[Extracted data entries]
**********
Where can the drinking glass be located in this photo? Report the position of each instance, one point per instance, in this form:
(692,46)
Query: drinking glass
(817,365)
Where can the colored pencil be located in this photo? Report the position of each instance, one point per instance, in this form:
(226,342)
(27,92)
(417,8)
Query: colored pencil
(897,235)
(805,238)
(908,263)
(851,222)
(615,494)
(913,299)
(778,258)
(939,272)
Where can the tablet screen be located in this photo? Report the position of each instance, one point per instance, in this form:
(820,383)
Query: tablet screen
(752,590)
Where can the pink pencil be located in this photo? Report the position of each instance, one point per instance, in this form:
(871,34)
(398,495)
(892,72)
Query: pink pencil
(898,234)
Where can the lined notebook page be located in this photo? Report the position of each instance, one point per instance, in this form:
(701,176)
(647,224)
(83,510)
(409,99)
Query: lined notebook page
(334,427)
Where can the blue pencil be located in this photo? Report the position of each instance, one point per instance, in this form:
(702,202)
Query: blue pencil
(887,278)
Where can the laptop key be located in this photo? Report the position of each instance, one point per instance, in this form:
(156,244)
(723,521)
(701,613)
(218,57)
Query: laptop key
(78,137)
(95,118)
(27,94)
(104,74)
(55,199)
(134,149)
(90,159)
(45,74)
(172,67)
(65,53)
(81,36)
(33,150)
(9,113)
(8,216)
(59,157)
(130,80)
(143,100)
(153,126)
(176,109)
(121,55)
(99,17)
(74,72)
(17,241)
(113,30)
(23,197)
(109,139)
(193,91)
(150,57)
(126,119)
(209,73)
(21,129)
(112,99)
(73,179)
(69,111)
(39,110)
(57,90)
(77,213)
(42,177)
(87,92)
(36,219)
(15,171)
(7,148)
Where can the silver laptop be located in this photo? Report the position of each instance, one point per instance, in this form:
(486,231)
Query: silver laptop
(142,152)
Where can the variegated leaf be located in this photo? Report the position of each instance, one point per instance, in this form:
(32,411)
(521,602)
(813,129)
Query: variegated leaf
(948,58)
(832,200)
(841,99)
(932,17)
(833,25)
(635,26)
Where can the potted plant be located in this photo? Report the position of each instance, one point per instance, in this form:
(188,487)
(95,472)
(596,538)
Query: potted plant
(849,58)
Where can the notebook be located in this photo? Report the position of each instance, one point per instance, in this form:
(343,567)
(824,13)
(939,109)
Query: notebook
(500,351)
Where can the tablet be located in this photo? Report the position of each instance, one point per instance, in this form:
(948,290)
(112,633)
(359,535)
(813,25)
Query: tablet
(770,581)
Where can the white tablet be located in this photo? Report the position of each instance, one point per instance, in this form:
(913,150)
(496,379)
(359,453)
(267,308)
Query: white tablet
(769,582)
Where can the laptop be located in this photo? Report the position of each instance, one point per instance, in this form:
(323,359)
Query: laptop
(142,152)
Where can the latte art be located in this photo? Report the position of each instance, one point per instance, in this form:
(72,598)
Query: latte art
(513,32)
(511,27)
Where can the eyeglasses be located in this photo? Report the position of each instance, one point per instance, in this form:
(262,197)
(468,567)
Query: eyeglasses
**********
» Required work
Line count for "eyeglasses": give the number of lines in the data above that include it, and nothing else.

» Result for this task
2